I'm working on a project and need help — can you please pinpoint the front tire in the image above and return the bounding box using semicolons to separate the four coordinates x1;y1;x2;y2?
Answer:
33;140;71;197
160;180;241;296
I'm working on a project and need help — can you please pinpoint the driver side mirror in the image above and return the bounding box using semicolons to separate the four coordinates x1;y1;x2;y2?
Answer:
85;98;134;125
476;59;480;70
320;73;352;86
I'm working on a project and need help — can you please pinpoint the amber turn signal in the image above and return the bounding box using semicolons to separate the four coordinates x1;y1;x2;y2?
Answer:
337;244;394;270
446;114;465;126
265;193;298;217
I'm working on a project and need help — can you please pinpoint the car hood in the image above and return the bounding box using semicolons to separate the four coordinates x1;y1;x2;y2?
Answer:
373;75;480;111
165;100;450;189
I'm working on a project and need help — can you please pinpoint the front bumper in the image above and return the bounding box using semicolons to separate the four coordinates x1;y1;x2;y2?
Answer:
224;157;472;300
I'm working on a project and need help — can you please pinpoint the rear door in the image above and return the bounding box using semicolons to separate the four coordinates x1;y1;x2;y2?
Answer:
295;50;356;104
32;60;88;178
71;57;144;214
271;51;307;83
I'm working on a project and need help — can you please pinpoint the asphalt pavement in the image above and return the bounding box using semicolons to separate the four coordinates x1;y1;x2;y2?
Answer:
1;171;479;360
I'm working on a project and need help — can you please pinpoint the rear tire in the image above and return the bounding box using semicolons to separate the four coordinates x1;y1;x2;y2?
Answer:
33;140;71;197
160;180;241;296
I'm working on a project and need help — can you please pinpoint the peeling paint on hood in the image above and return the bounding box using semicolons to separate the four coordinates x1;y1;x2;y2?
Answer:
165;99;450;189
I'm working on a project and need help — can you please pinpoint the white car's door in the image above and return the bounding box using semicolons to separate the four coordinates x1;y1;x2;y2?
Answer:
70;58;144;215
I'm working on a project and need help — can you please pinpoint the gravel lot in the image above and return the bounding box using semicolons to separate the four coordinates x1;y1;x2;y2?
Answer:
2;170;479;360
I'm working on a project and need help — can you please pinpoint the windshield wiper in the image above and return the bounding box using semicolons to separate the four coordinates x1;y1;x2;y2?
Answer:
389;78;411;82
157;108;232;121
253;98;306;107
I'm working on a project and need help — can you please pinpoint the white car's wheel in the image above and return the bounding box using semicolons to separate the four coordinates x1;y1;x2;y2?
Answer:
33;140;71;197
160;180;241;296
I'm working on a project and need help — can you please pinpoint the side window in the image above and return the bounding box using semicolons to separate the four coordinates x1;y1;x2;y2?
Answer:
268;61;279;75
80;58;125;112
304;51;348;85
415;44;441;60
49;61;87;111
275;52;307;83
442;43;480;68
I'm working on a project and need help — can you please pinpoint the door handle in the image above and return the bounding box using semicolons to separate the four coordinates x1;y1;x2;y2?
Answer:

PROBLEM TO WORK ON:
Only exact copies of the lines from the one containing "pinpoint the side" to the end of the records belong in the answer.

COMPLETED TASK:
I'm working on a project and need help — can you please pinpoint the side window in the image above and return the bounding box using semicolons to separate the four coordinates x1;y1;x2;y2?
Answer:
268;61;279;75
80;58;125;112
304;51;348;85
415;44;441;60
49;61;87;111
275;52;307;83
442;43;480;68
I'm working on a project and need help — can you please pinpoint the door handle in the image above and return the bounding box using semicolons to separate the four coordinates x1;y1;x2;y2?
Answer:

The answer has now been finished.